Required work
Repeat the records from the beginning through the line containing "xmin=444 ymin=574 xmax=505 ymax=694", swapping "axis-aligned" for "axis-parallel" and keeping everything else the same.

-- Recorded data start --

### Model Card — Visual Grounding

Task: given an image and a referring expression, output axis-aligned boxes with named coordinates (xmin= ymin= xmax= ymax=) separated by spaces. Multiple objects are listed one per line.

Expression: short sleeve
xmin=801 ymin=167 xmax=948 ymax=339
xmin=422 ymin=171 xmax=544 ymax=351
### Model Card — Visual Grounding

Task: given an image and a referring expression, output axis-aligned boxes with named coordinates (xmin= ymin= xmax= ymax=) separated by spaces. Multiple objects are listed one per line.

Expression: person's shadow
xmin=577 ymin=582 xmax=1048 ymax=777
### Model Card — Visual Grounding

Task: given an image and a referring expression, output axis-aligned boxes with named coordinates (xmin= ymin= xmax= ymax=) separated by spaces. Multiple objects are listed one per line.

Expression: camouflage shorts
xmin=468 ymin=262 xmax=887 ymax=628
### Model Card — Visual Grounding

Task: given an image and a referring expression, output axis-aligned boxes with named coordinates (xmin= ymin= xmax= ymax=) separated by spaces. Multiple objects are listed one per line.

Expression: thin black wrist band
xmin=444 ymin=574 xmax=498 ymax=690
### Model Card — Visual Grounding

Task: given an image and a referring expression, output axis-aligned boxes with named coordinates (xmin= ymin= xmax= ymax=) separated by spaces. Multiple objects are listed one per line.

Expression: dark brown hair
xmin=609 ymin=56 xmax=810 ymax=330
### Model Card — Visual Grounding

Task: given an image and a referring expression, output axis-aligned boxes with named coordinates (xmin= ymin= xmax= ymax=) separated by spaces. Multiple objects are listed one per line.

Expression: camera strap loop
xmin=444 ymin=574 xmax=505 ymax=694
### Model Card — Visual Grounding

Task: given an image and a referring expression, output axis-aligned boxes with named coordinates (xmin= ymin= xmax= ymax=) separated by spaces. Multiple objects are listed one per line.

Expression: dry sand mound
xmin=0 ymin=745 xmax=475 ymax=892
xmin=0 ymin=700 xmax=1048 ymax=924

-- Recorded data end --

Reply
### Model Card — Visual Grounding

Task: given an image and a referring expression, output axis-parallel boxes with named coordinates (xmin= ymin= xmax= ymax=) separated by spaces. Multiple objects are listed one per line.

Expression: short sleeve
xmin=801 ymin=167 xmax=948 ymax=339
xmin=422 ymin=171 xmax=544 ymax=351
### Model Card — Visual Grounding

Task: given an image and a referring expression, output axis-parallel boxes with named coordinates (xmin= ymin= xmax= ymax=) separated by spaces. Multiple objects are listed one per line.

Expression: person's shadow
xmin=577 ymin=582 xmax=1048 ymax=777
### Model Card — Visual Grounding

Task: given an image and a referring expression, output axis-parallel boxes with named coordinates (xmin= ymin= xmax= ymax=) separated by spaces. Multiple objects are listed one per line.

Expression: camouflage shorts
xmin=468 ymin=262 xmax=887 ymax=628
### Model Card — Visual Grounding

Task: given an image and a referring expression, output axis-parallel boxes with named coordinates (xmin= ymin= xmax= ymax=) separated by spaces. Multiple objects are listed one per line.

Expression: thin black wrist band
xmin=444 ymin=574 xmax=498 ymax=690
### Model Card — Visual Grounding

Task: given an image and a referring expression, output axis-parallel boxes with named coordinates (xmin= ymin= xmax= ymax=) separated by spaces. Multiple objects are listed one per line.

Expression: dark brown hair
xmin=609 ymin=56 xmax=810 ymax=330
### Model Card — Visual Grounding

Task: given an image and a referring expression, output axis-parallel boxes with named coordinates (xmin= ymin= xmax= ymax=) separated by spaces. Multiple objects are listed one per line.

Expression: camera strap loop
xmin=444 ymin=574 xmax=505 ymax=694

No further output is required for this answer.